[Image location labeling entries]
********************
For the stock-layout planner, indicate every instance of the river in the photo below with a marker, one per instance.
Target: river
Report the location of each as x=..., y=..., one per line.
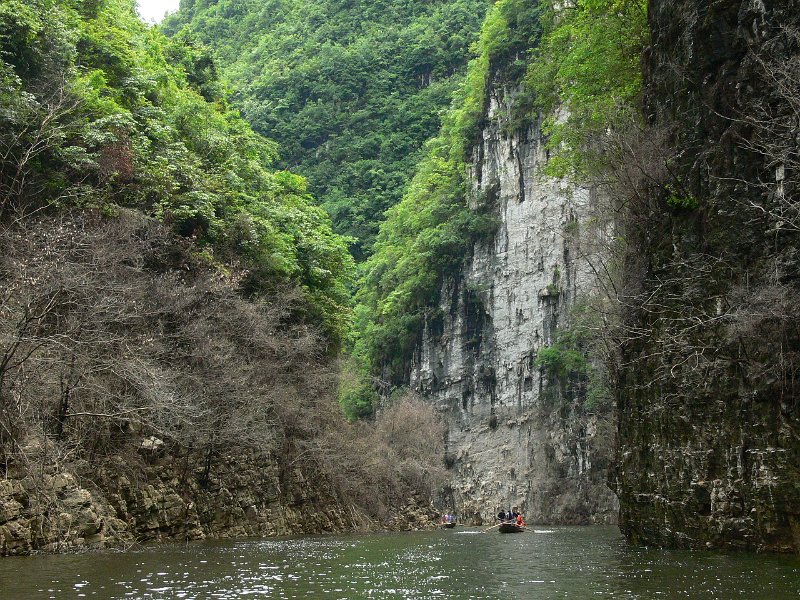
x=556, y=562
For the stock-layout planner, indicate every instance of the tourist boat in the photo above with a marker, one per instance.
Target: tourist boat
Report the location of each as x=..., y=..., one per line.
x=510, y=528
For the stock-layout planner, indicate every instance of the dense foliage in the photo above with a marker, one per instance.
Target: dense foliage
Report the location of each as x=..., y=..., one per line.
x=588, y=66
x=350, y=91
x=99, y=110
x=427, y=236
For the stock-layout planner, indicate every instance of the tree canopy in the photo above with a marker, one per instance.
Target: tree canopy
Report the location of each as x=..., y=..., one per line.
x=349, y=90
x=99, y=110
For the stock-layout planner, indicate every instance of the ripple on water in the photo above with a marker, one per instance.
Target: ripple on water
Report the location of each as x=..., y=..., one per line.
x=565, y=562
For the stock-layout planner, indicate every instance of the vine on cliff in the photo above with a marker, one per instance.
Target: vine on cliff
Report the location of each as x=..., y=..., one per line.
x=427, y=236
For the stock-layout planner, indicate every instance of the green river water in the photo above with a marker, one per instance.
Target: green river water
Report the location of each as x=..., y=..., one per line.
x=557, y=562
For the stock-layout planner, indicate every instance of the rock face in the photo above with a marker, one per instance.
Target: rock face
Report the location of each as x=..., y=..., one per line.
x=158, y=501
x=516, y=435
x=709, y=417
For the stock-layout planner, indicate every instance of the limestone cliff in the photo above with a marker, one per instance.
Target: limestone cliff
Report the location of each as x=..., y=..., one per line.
x=517, y=436
x=709, y=418
x=151, y=497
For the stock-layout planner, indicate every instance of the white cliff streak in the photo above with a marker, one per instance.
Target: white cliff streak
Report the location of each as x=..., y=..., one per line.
x=512, y=439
********************
Can you write out all of the entries above again with "stock-layout planner" changed to "catalog editor" and nothing else altered? Leave the pictures out.

**Result**.
For the catalog editor, indicate every instance of the river in the photo below with a marker, one per instance.
Target: river
Report the location of each as x=..., y=..., one per line.
x=556, y=562
For the catalog editor, indicate every instance of the tourist boat in the photo above with a marker, one per instance.
Target: tourist boat
Report the location of each as x=..., y=..., one per line.
x=510, y=528
For the catalog editor, indicate every instance of the dense foliage in the photo above with a marker, one per instance.
Target: dense foliage
Report the location of each as x=..., y=..., one per line.
x=588, y=66
x=350, y=91
x=99, y=110
x=427, y=236
For the catalog editor, indicate every instance of the tree canopy in the photo above with a marker, one per instance.
Target: tree canopy
Report the location of each as x=..., y=..., one per line.
x=349, y=90
x=99, y=110
For the catalog editor, indicate every instance of the ripple on water in the photo above with a marker, one per instance.
Target: ripple on water
Report the location of each as x=..., y=..., one per line.
x=565, y=562
For the catalog editor, indicate every instance of the vine on cliff in the photo above with a marker, one per instance.
Target: vine on cliff
Report the location of each as x=..., y=..., one per line.
x=427, y=236
For the catalog editor, indicate every instance of the green river water in the photo above with a marker, one per instance.
Target: green river water
Report the location of each as x=..., y=..., one per line.
x=557, y=562
For the catalog editor, indicate every instance of the rock face in the photo above with a marker, one per instance.
Target: rock face
Report the location of each as x=..., y=..., one per line.
x=158, y=501
x=516, y=435
x=709, y=417
For the catalog editor, indicate every instance of the limestone cliff in the photo above with a marker, one per instance.
Target: limestone cliff
Report the location of each as x=..., y=..., one per line.
x=517, y=436
x=709, y=418
x=151, y=497
For the catalog editor, indicate every instance of the white cliff streak in the photo above with a marker, one per instance.
Target: white cliff streak
Report the location of each as x=..., y=..., one per line.
x=512, y=439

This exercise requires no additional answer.